USING THE INFORMATION:
1/ Decide whether each statement agrees with the passage on arsenic and female reproductive toxicity. Answer yes or no for each, and quote the words of the passage that decide it.
(a) The Wistar rats received sodium arsenite by gavage every day for 28 days.
(b) The treated rats showed increased relative ovarian and uterine weights.
(c) Inorganic arsenic shortens diestrus in female mice and rats.
2/ According to the passage on arsenic and female reproductive toxicity, what could be the primary cause of AsIII toxicity in the female reproductive system?
3/ Continue the passage on arsenic and female reproductive toxicity from its final sentence.

---------- QUOTED PASSAGE

Female reproductive toxicity:

In female mice and rats, inorganic arsenic suppresses ovarian steroidogenesis, prolongs diestrus, and degenerates ovarian follicular and uterine cells. It also increases meiotic aberrations in oocytes, and decreases cleavage and pre implantation development (Chattopadhyay et al., 2001; Navarro et al., 2004; Zhang et al., 2000).  

- Female Wistar rats gavaged with 10 mL of 0.4 ppm sodium arsenite daily for 28 days, causes uterine and ovarian toxicity, prolonged diestrous (due to low estradiol), decreased relative ovarian and uterine weights and affects the neuroendocrine regulation of female sex hormones (decreased LH, FSH, and estradiol). Decreased FSH level may contribute to the degeneration of ovarian follicles. It also causes uterine cell degeneration may be due to low ovarian estradiol and/or increased production of reactive oxygen species after arsenic treatment. The primary cause of AsIIItoxicity in the female reproductive system could be arsenic induced changes in the levels of catecholamines in the brain, which lowers gonadotrophin synthesis and secretion (Chattopadhyay et al., 2001, 2003).

--------------------
---------- STUDY MATERIAL

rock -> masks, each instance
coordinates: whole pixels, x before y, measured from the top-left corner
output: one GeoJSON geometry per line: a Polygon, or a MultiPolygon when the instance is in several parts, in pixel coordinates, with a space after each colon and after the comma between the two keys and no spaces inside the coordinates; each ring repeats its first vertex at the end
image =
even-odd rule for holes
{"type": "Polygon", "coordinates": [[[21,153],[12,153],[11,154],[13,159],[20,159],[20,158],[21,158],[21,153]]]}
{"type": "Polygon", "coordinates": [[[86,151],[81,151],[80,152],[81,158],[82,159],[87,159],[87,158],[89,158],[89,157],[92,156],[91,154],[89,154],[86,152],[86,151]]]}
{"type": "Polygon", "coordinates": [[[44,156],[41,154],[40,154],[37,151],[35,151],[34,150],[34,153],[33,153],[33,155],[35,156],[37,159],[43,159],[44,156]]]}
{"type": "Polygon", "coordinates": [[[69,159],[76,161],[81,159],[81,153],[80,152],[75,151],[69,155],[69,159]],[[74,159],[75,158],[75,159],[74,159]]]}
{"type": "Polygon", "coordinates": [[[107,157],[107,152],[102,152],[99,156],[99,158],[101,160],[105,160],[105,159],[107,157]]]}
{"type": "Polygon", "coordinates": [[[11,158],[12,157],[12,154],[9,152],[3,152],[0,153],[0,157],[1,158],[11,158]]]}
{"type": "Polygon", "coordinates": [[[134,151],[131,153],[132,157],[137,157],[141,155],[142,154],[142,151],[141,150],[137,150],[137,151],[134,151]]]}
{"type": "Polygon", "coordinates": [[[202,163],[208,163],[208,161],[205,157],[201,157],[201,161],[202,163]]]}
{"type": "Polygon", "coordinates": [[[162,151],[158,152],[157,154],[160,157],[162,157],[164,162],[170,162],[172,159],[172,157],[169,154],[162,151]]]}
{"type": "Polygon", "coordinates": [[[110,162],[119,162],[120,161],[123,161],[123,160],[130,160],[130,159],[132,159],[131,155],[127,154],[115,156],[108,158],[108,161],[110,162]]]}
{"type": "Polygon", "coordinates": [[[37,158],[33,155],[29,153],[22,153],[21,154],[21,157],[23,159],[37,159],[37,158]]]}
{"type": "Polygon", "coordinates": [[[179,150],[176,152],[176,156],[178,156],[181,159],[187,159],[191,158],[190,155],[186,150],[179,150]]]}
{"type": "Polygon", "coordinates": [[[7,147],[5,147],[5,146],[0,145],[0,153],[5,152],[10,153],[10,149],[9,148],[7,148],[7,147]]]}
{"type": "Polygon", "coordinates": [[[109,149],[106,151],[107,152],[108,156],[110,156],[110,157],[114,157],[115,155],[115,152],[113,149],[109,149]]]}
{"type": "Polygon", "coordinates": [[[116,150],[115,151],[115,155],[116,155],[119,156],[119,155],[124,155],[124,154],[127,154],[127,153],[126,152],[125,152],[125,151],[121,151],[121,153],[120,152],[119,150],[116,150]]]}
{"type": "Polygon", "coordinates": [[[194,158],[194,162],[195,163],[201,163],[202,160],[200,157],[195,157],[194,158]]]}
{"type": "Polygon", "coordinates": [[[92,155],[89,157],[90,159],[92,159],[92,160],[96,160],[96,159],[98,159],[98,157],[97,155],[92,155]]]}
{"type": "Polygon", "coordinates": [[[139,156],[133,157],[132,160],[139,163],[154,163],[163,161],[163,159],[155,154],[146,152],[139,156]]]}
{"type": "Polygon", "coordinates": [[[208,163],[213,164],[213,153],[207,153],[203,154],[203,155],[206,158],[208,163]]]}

--------------------

RESPONSES TO THE EXERCISE:
1/
(a) Yes: "gavaged with 10 mL of 0.4 ppm sodium arsenite daily for 28 days"
(b) No: "decreased relative ovarian and uterine weights"
(c) No: "prolongs diestrus"

2/ Arsenic-induced changes in the levels of catecholamines in the brain, which lower gonadotrophin synthesis and secretion.

3/
- Female CD-1 mice were injected with 0, 8, or 16 mg/kg sodium arsenite i.p. every 2 days for a total of 7 injections over 14 days followed by injections of equine and human chorionic gonadotrophins overlapping the end of AsIII treatment to induce superovulation. AsIII induces oocyte meiotic aberrations and could subsequently decrease oocyte fertilization, preimplantation development, and embryo viability. Some of these arsenic effects on oocytes were observed at 8 mg/kg, which was a previously established maternal no-observed-adverse-effect level (NOAEL) (Navarro et al., 2004).

Applicant's summary and conclusion

Conclusions:
In conclusion, exposure to inorganic arsenic and analogues via oral or intraperitoneal route has shown adverse effects on reproduction in mice and rats.
Executive summary:

A review article was published by Wang et al. (2006) describing the reproductive and developmental effects of arsenic and analogues. Exposure to inorganic arsenic and analogues through drinking water or by i.p. injection causes male reproductive toxicity by interfering spermatogenesis and lowering levels of testosterone and gonadotrophin. This suggested that arsenic may act on the brain or pituitary as well as directly on the germ cells. (Chinoy et al., 2004; Pant et al., 2001, 2004; Sarkar et al., 2003). In female mice and rats, inorganic arsenic suppresses ovarian steroidogenesis, prolongs diestrus, and degenerates ovarian follicular and uterine cells. It also increases meiotic aberrations in oocytes, and decreases cleavage and pre implantation development (Chattopadhyay et al., 2001; Navarro et al., 2004; Zhang et al., 2000).  

 

In conclusion, exposure to inorganic arsenic and analogues via oral or intraperitoneal route has shown adverse effects on reproduction in mice and rats.